In the listing below, swap each instance of "Zoom in on" for "Locate" and reproduce every line otherwise unchanged.

== Dataset

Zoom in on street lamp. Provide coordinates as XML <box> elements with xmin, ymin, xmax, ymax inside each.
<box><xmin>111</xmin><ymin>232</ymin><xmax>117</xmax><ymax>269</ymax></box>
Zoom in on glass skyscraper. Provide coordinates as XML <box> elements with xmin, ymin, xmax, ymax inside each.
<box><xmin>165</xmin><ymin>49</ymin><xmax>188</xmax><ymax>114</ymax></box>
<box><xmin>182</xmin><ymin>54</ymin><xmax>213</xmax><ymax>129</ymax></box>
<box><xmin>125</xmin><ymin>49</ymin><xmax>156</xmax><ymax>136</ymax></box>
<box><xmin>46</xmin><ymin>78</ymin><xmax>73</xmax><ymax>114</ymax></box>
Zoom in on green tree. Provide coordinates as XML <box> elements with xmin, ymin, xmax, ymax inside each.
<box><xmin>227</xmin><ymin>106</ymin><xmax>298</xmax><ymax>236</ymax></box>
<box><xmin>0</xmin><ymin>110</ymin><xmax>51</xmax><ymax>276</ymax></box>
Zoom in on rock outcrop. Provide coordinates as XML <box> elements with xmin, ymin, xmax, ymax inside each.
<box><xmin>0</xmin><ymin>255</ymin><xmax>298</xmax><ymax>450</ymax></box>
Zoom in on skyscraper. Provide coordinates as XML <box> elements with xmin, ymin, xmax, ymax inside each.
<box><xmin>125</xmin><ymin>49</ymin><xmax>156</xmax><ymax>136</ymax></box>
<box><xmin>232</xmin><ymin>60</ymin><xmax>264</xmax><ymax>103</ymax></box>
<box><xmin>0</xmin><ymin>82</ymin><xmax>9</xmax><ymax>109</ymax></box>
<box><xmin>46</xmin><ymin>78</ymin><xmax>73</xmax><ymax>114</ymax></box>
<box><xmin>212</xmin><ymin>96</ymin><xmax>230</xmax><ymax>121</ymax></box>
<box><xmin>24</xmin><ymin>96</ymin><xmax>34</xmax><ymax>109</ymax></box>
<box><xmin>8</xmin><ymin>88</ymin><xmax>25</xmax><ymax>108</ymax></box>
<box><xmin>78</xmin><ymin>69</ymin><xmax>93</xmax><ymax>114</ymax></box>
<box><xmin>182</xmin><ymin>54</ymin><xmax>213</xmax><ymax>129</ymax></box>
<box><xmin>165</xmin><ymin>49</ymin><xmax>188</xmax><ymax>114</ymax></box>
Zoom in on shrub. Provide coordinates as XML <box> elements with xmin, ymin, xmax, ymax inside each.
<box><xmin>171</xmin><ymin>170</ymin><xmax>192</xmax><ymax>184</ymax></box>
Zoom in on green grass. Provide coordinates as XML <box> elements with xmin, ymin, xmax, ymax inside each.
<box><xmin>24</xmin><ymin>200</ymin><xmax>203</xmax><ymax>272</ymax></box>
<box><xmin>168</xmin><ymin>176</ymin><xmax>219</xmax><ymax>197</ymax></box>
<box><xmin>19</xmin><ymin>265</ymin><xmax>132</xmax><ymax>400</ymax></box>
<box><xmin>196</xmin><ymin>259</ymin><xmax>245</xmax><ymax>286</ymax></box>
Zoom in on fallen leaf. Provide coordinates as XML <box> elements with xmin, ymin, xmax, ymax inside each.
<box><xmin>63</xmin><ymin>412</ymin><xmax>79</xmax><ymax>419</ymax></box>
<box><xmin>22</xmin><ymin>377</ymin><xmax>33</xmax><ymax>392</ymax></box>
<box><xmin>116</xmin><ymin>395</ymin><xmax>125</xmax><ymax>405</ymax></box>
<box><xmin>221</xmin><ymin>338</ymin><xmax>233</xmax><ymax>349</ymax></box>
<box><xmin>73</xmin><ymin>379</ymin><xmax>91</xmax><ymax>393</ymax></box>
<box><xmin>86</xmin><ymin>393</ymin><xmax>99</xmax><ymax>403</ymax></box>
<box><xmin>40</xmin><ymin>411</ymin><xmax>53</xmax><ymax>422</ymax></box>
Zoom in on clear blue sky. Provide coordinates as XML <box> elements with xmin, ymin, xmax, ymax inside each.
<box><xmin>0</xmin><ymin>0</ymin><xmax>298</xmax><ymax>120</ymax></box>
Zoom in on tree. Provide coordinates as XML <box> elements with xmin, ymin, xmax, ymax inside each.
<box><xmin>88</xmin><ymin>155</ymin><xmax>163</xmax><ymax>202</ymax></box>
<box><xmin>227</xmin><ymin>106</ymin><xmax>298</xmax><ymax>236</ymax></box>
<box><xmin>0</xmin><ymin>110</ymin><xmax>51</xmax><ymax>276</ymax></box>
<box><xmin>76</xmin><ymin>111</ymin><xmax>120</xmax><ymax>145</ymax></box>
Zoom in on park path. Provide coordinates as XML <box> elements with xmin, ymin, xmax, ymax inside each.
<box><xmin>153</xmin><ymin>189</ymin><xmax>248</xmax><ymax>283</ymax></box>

====

- Correct answer
Locate street lamp. Provide coordinates as XML <box> elements with xmin, ymin, xmax, ymax inside each.
<box><xmin>111</xmin><ymin>232</ymin><xmax>117</xmax><ymax>269</ymax></box>
Locate glass skyscraper. Provide coordinates as XML <box> elements with xmin, ymin, xmax, ymax inside each.
<box><xmin>165</xmin><ymin>49</ymin><xmax>188</xmax><ymax>114</ymax></box>
<box><xmin>182</xmin><ymin>54</ymin><xmax>213</xmax><ymax>129</ymax></box>
<box><xmin>125</xmin><ymin>49</ymin><xmax>156</xmax><ymax>136</ymax></box>
<box><xmin>46</xmin><ymin>78</ymin><xmax>73</xmax><ymax>114</ymax></box>
Locate green tree. Provide coordinates as XML <box> elements with xmin, ymin, xmax, ymax inside each.
<box><xmin>227</xmin><ymin>106</ymin><xmax>298</xmax><ymax>236</ymax></box>
<box><xmin>0</xmin><ymin>110</ymin><xmax>51</xmax><ymax>276</ymax></box>
Locate rock outcrop. Provide coordinates as XML <box> elements with xmin, ymin, xmax, ymax inside each.
<box><xmin>0</xmin><ymin>255</ymin><xmax>298</xmax><ymax>450</ymax></box>
Locate skyscraper. Provide coordinates as XML <box> elements with xmin, ymin, xmax, ymax inside each.
<box><xmin>125</xmin><ymin>49</ymin><xmax>156</xmax><ymax>136</ymax></box>
<box><xmin>232</xmin><ymin>60</ymin><xmax>264</xmax><ymax>103</ymax></box>
<box><xmin>0</xmin><ymin>82</ymin><xmax>9</xmax><ymax>109</ymax></box>
<box><xmin>46</xmin><ymin>78</ymin><xmax>73</xmax><ymax>114</ymax></box>
<box><xmin>212</xmin><ymin>96</ymin><xmax>230</xmax><ymax>121</ymax></box>
<box><xmin>24</xmin><ymin>96</ymin><xmax>34</xmax><ymax>109</ymax></box>
<box><xmin>8</xmin><ymin>88</ymin><xmax>25</xmax><ymax>108</ymax></box>
<box><xmin>78</xmin><ymin>69</ymin><xmax>93</xmax><ymax>114</ymax></box>
<box><xmin>182</xmin><ymin>54</ymin><xmax>213</xmax><ymax>129</ymax></box>
<box><xmin>165</xmin><ymin>49</ymin><xmax>188</xmax><ymax>114</ymax></box>
Locate shrub. Provide coordinates as XML <box> elements with xmin, ymin, xmax, ymax inside each.
<box><xmin>171</xmin><ymin>170</ymin><xmax>192</xmax><ymax>184</ymax></box>
Locate green grass. Provide coordinates as XML <box> elements with xmin, ymin, xmax, ymax inside each.
<box><xmin>24</xmin><ymin>200</ymin><xmax>203</xmax><ymax>272</ymax></box>
<box><xmin>168</xmin><ymin>176</ymin><xmax>219</xmax><ymax>197</ymax></box>
<box><xmin>19</xmin><ymin>265</ymin><xmax>132</xmax><ymax>400</ymax></box>
<box><xmin>196</xmin><ymin>259</ymin><xmax>245</xmax><ymax>286</ymax></box>
Locate fallen leaf. Provide coordinates as XML <box> elements with xmin, ymin, xmax, ymax inside each.
<box><xmin>63</xmin><ymin>412</ymin><xmax>79</xmax><ymax>419</ymax></box>
<box><xmin>22</xmin><ymin>377</ymin><xmax>33</xmax><ymax>392</ymax></box>
<box><xmin>116</xmin><ymin>395</ymin><xmax>125</xmax><ymax>405</ymax></box>
<box><xmin>221</xmin><ymin>338</ymin><xmax>233</xmax><ymax>349</ymax></box>
<box><xmin>73</xmin><ymin>379</ymin><xmax>91</xmax><ymax>393</ymax></box>
<box><xmin>86</xmin><ymin>393</ymin><xmax>99</xmax><ymax>403</ymax></box>
<box><xmin>40</xmin><ymin>411</ymin><xmax>53</xmax><ymax>422</ymax></box>
Locate clear blue sky. Provide coordinates as XML <box> elements with xmin, ymin, xmax, ymax inside each.
<box><xmin>0</xmin><ymin>0</ymin><xmax>298</xmax><ymax>120</ymax></box>
Locate tree. Provide coordinates as XML <box> elements with xmin, ymin, xmax, ymax inside each.
<box><xmin>88</xmin><ymin>155</ymin><xmax>163</xmax><ymax>202</ymax></box>
<box><xmin>227</xmin><ymin>106</ymin><xmax>298</xmax><ymax>236</ymax></box>
<box><xmin>0</xmin><ymin>110</ymin><xmax>51</xmax><ymax>276</ymax></box>
<box><xmin>76</xmin><ymin>111</ymin><xmax>120</xmax><ymax>145</ymax></box>
Locate park path. Provide coordinates as XML <box> elements with xmin, ymin, xmax, ymax inside each.
<box><xmin>153</xmin><ymin>189</ymin><xmax>248</xmax><ymax>283</ymax></box>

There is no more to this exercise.